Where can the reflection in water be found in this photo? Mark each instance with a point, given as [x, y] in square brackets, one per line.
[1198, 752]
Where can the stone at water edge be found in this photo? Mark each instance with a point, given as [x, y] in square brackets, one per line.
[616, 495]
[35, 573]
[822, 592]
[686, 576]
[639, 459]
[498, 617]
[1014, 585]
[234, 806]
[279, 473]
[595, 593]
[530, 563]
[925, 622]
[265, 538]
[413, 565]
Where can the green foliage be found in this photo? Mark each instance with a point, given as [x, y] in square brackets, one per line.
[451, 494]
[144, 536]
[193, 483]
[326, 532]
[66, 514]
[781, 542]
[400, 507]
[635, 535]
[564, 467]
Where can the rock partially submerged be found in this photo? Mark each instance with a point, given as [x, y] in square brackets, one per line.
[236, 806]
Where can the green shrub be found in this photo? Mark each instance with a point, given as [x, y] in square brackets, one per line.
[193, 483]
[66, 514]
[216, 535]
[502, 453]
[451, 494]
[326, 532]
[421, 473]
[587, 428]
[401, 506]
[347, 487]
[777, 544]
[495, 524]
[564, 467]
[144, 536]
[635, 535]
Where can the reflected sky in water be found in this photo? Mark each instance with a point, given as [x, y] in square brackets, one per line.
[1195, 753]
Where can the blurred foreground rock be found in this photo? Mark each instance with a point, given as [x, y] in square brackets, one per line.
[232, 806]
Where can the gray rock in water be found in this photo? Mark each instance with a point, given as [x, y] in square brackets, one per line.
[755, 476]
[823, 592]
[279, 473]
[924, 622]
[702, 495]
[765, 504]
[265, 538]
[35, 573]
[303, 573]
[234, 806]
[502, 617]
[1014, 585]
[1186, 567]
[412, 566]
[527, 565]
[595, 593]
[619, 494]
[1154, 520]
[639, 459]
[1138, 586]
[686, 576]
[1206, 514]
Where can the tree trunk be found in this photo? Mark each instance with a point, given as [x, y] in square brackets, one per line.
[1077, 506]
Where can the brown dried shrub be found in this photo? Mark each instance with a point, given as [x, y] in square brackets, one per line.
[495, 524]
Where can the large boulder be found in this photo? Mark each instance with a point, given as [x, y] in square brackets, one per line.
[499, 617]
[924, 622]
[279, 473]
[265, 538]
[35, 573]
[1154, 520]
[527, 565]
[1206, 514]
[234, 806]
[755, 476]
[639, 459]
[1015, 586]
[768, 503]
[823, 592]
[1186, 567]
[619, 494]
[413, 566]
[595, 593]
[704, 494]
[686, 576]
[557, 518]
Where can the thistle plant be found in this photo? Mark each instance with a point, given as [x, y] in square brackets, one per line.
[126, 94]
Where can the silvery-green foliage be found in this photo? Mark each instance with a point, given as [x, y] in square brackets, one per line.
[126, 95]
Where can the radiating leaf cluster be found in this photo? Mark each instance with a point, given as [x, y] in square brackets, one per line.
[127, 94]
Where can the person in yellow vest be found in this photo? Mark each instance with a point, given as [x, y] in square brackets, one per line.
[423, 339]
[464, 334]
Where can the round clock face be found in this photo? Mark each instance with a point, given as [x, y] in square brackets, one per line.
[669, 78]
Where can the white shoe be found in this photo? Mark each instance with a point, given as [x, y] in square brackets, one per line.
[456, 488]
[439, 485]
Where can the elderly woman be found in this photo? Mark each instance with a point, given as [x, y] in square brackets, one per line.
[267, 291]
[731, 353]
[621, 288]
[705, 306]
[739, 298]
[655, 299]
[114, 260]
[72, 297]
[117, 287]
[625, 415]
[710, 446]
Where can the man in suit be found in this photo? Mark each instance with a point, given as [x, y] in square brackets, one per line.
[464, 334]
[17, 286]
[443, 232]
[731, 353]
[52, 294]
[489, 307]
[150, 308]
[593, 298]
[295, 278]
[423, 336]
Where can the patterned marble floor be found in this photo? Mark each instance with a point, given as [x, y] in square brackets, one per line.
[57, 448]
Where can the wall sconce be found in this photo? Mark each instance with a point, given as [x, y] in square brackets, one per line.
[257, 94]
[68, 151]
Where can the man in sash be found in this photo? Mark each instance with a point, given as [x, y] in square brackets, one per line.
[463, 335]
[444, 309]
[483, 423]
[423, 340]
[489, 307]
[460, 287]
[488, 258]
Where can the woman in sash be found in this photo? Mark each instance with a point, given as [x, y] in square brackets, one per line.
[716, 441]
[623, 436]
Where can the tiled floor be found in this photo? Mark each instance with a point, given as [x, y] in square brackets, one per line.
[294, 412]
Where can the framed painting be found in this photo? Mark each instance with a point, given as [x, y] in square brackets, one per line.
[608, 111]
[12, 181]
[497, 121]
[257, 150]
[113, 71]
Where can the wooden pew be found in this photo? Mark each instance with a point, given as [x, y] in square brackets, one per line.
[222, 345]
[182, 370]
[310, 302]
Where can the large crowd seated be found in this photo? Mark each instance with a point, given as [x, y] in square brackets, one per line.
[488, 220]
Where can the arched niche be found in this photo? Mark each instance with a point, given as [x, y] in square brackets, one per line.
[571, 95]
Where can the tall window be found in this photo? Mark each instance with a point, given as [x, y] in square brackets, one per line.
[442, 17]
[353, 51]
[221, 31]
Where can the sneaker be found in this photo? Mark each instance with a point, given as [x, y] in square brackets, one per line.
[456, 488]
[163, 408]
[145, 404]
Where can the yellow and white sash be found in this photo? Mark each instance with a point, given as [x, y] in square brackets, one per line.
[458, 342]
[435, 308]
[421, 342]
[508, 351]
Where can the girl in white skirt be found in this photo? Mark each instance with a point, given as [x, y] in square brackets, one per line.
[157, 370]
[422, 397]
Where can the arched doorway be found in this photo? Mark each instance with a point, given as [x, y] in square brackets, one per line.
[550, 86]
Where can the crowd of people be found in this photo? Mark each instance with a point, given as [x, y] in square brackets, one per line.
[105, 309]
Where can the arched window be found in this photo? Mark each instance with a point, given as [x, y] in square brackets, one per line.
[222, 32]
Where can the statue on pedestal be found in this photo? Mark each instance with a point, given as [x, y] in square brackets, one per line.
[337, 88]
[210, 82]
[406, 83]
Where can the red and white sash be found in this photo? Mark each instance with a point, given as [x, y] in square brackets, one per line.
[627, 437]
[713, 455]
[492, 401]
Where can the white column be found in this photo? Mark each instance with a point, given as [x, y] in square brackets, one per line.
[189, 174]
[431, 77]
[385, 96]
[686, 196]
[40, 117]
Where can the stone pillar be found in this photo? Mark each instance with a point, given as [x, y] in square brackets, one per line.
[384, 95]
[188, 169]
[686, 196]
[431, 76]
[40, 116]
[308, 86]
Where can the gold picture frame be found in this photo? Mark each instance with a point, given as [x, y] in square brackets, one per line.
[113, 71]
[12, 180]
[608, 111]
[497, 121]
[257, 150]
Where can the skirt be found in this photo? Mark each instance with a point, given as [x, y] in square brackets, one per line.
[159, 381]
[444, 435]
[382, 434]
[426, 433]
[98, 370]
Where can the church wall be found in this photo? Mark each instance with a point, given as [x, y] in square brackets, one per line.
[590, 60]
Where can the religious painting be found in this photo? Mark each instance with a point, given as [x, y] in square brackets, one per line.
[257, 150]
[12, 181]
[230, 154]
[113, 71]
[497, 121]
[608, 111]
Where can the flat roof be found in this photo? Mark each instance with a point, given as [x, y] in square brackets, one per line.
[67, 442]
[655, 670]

**TASK:** Transcribe the full listing, matching it exactly.

**ANSWER SPACE:**
Where can the reflection in water be found in this photo? Mark each instance with a point, given as [x, y] in square brackets, one per line.
[1198, 752]
Where can the stone at water edge be found in this photo? Mark each instance with a point, given as [x, y] in square brackets, one per line.
[616, 495]
[35, 573]
[822, 592]
[686, 576]
[639, 459]
[498, 617]
[1014, 585]
[234, 806]
[279, 473]
[595, 593]
[530, 563]
[925, 622]
[265, 538]
[413, 565]
Where can the green foliage be found in this photo? Mark each instance with a point, given as [x, y] in square brackets, one per line.
[451, 494]
[144, 536]
[193, 483]
[326, 532]
[66, 514]
[781, 542]
[400, 507]
[635, 535]
[564, 467]
Where can the rock partially submerged be found in this photo? Mark each instance with a point, given as [x, y] in square brackets, one per line.
[236, 806]
Where can the green shrub be found in this photo? Mark each instance with a point, given as [x, y] in square brackets, one per line.
[193, 483]
[66, 514]
[216, 535]
[502, 453]
[451, 494]
[326, 532]
[421, 473]
[587, 428]
[401, 506]
[347, 487]
[777, 544]
[495, 524]
[564, 467]
[144, 536]
[635, 535]
Where can the reflected sky in water be found in this photo? Mark each instance with a point, given as [x, y] in square brackets, one per line.
[1195, 753]
Where can the blurred foreground rock be found in this photo? Mark each instance with a point, given as [x, y] in square brackets, one per line.
[232, 806]
Where can the gray rock in water be found in this photo? Mark each instance with a point, given as [x, y] in square brackets, one per line.
[755, 476]
[823, 592]
[279, 473]
[924, 622]
[702, 495]
[765, 504]
[265, 538]
[35, 573]
[303, 573]
[234, 806]
[502, 617]
[1014, 585]
[1186, 567]
[412, 566]
[527, 565]
[595, 593]
[619, 494]
[1154, 520]
[639, 459]
[1138, 586]
[686, 576]
[1206, 514]
Where can the tree trunk be found in this photo? Mark each instance with a point, given as [x, y] in square brackets, one per line.
[1077, 506]
Where can the brown dried shrub be found in this photo? Mark each instance with a point, given as [x, y] in square brackets, one per line.
[495, 524]
Where can the large boulder be found in this photo? Mark each instance with a point, given as [x, y] in square brackets, one per line.
[499, 617]
[924, 622]
[279, 473]
[265, 538]
[35, 573]
[1154, 520]
[527, 565]
[1206, 514]
[234, 806]
[755, 476]
[639, 459]
[1015, 586]
[768, 503]
[823, 592]
[1186, 567]
[619, 494]
[413, 566]
[595, 593]
[704, 494]
[686, 576]
[557, 518]
Where can the thistle plant be found in this photo? Mark each instance with a point, given as [x, y] in square brackets, one per line.
[126, 94]
Where can the silvery-green foliage be found in this photo? Mark each instance with a point, given as [x, y] in square brackets, one per line.
[126, 95]
Where can the radiating leaf cluster be found in this photo? Mark each instance with a point, given as [x, y] in square brackets, one per line.
[127, 94]
Where can the person in yellow vest be found in this photo? Mark each instance with a point, given as [x, y] in square brackets, one per line.
[423, 339]
[464, 334]
Where can the round clock face be found in this photo? Mark each instance with a point, given as [x, y] in square brackets, one per line.
[669, 78]
Where can the white shoe be found in this photo? Mark each instance with a point, given as [x, y] in square brackets, one per line.
[456, 488]
[439, 485]
Where can the elderly woman be found in this photo? Mark each instance with a point, given as [x, y] in square brackets, one per line.
[267, 291]
[731, 353]
[621, 288]
[705, 306]
[739, 298]
[655, 299]
[114, 260]
[72, 297]
[117, 287]
[625, 415]
[710, 446]
Where can the man in suit be found in this photo? Mark each instance with a point, given as [x, y] in square brackets, one per line.
[464, 334]
[17, 286]
[443, 232]
[731, 353]
[52, 294]
[489, 307]
[150, 308]
[593, 298]
[295, 278]
[423, 336]
Where can the patterned marble floor be found in this photo? Mark each instance with a point, given as [x, y] in square brackets, one per line.
[57, 448]
Where can the wall sconce be found in this photo? Mark each instance with a point, given as [x, y] in square brackets, one per line.
[257, 94]
[68, 151]
Where can the man in sash be found in this photo? Mark each instance with a point, given as [x, y] in square brackets, one per line.
[463, 335]
[444, 309]
[483, 423]
[423, 340]
[489, 307]
[460, 287]
[488, 258]
Where can the woman in sash be found in this photo? Mark each instance with a point, given as [x, y] in square brackets, one per line.
[716, 441]
[623, 436]
Where can the tiled floor be found in this photo? Mark each instance with a point, given as [x, y] in square brackets, one per line.
[294, 412]
Where can the framed painting be found in this photo? Mark each instance with a point, given as [x, y] in square brackets, one per line.
[608, 111]
[12, 181]
[497, 121]
[257, 150]
[113, 71]
Where can the wooden pew be found in this photo? Mark each instance with a point, given as [x, y] in square brackets, one per line.
[222, 345]
[182, 370]
[310, 302]
Where can the large crowd seated be found in this photo? Mark each instance with a point, given as [x, y] in square brackets, one per line.
[488, 220]
Where can the arched niche be found in this photo? Mark each instance with a point, given as [x, y] in square brackets, one per line.
[571, 95]
Where can the tall window be found in this photo? Mark each instance with a point, given as [x, y] in square brackets, one per line.
[442, 17]
[353, 51]
[221, 31]
Where can the sneaker be found in this photo? Mark each instance with a point, given as [x, y] in square brackets, one per line.
[456, 488]
[163, 408]
[145, 404]
Where can the yellow and white sash be found in this photo? Mark each instance with a point, given as [x, y] in square brackets, one per line.
[458, 342]
[435, 308]
[421, 342]
[508, 351]
Where can the girl in white skirt be found in this photo? Mark each instance with a point, given as [x, y] in square brackets, one per line.
[157, 370]
[422, 397]
Where can the arched doorway be found in this photo? Mark each instance with a point, given as [x, y] in square brackets, one per line.
[550, 86]
Where can the crowd of people be found in this photo? Mark each instance with a point, given as [x, y] in square brackets, one per line.
[105, 309]
Where can the arched window be found in this photo? Mark each instance with a point, given as [x, y] in square brackets, one per line.
[222, 32]
Where can the statue on pedestal be found in this photo? Mark each instance with a point, given as [x, y] in square brackets, one per line.
[337, 88]
[210, 82]
[406, 83]
Where can the red and white sash be found in this photo? Mark each instance with a point, given as [x, y] in square brackets, one per line.
[627, 437]
[713, 455]
[492, 401]
Where can the white column be found in this photo? Mark each instance with a point, given as [x, y] in square brackets, one per line.
[189, 174]
[431, 77]
[385, 96]
[686, 196]
[40, 117]
Where can the stone pillar be found in this photo? Mark each instance with a point, given as [x, y] in square brackets, one per line.
[384, 95]
[188, 169]
[686, 196]
[431, 76]
[40, 116]
[308, 86]
Where can the gold picture frame be found in this photo? Mark each instance with a point, given as [x, y] in square brackets, one per line.
[113, 71]
[12, 180]
[608, 111]
[497, 121]
[257, 150]
Where can the skirt be found in this photo? Mark each instance with a point, given as [x, y] in square brackets, one per line.
[159, 381]
[444, 435]
[382, 434]
[426, 433]
[98, 370]
Where can the church wall be found in this photo? Mark each instance with a point, given as [x, y] in square brackets, one per line.
[590, 60]
Where can the religious painting be found in this photo? Mark each instance with a point, given as [x, y] in square brackets, one per line.
[257, 150]
[12, 181]
[230, 154]
[113, 71]
[497, 121]
[608, 111]
Where can the flat roof be found in this photo? Mark each instance with a point, given as [x, y] in square brackets, one per line.
[67, 442]
[655, 670]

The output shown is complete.